**GEGEVEN OPDRACHT 1:**
Kopieer uit de boekbespreking woordelijk het gedeelte dat opent met de woorden die "Met 'Een dief" bevatten en sluit met "voor middelbare scholieren.".
**GEGEVEN OPDRACHT 2:**
Geef alle records opnieuw weer, met "striped balloon" overal vervangen door "striped kite" en al het overige ongewijzigd. Laat de afbeeldingen daarbij weg.

**GEGEVEN PASSAGE:**
Misschien weet de auteur met zijn nieuwe, korte roman 'Als een dief in de nacht' ook jongeren voor zich in te nemen. En niet uitsluitend vanwege het feit dat het zo'n lekker dun boekje is. Geschreven in de hem eigen, licht onderkoelde, ironiserende en verzorgde stijl lijkt de roman aanvankelijk niet te verschillen van Eric de Kuypers andere werk: herinneringen aan een voorgoed voorbije jeugd, met een vleug weemoed over de 'temps perdu'.
Met zijn moeder neemt de 'ik' -voorlopig voor onbepaalde tijd- zijn intrek in een luxe appartement van de Résidence Palace, een gebouwencomplex in het centrum van Brussel. Zulks op verzoek van de eigenlijke bewoners, het gezin van Albert, de jongere broer van de moeder. Het is een jaar voor de tweede wereldoorlog en Albert is onverwacht naar een diplomatieke post in het buitenland gezonden.
Naarmate de tijd verstrijkt doen zich allerlei vreemde zaken voor. Niemand lijkt precies te weten waar Albert uithangt en wat hij doet, zelfs zijn opdrachtgever, 'het ministerie' niet. Brieven uit het buitenland komen slechts af en toe. De bewoners van het appartement krijgen te maken met merkwaardige nachtelijke geluiden en andere onverklaarbare verschijnselen.
De gebeurtenissen komen in een stroomversnelling als Philippe, de zoon van Albert, opduikt. Er wordt een moord gepleegd, een rebellerende jeugdbende zet een ontvoering op touw en stukje bij beetje doen moeder en zoon enkele gruwelijke ontdekkingen.
Pas halverwege het boek wordt duidelijk dat het onschuldige begin -waarin De Kuyper met kleine verwijzingen (o.a. naar tante Jeannot) het verhaal onnadrukkelijk plaatst in de context van zijn andere werk- slechts schijn is en onbeduidende kleinigheden plotseling een belangrijke functie blijken te hebben.
Met 'Een dief in de nacht' schreef Eric de Kuyper een roman, waarin hij zijn afgewogen taalgebruik, met veel oog voor details, moeiteloos weet te combineren met een spannend verhaal. Kortom: een juweeltje van vertelkunst. En niet alleen voor middelbare scholieren.

Records voor segmentatielabeling:
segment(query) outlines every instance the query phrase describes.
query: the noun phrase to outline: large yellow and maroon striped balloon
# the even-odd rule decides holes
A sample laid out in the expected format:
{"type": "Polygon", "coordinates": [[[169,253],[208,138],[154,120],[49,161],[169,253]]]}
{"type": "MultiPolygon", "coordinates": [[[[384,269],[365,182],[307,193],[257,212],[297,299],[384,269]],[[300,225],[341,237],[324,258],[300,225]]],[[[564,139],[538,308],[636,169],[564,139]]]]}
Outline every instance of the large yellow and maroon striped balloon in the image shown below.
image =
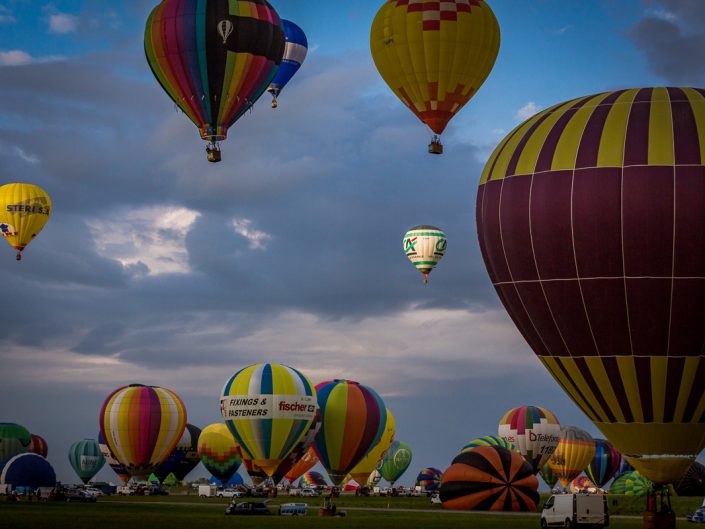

**VOLLEDIGE UITVOER 1:**
Met 'Een dief in de nacht' schreef Eric de Kuyper een roman, waarin hij zijn afgewogen taalgebruik, met veel oog voor details, moeiteloos weet te combineren met een spannend verhaal. Kortom: een juweeltje van vertelkunst. En niet alleen voor middelbare scholieren.

**VOLLEDIGE UITVOER 2:**
segment(query) outlines every instance the query phrase describes.
query: the noun phrase to outline: large yellow and maroon striped kite
# the even-odd rule decides holes
A sample laid out in the expected format:
{"type": "Polygon", "coordinates": [[[169,253],[208,138],[154,120],[49,161],[169,253]]]}
{"type": "MultiPolygon", "coordinates": [[[[384,269],[365,182],[307,193],[257,212],[297,299],[384,269]],[[300,225],[341,237],[324,258],[300,225]]],[[[564,139],[538,308],[636,169],[564,139]]]]}
Outline every instance of the large yellow and maroon striped kite in the image shown below.
image =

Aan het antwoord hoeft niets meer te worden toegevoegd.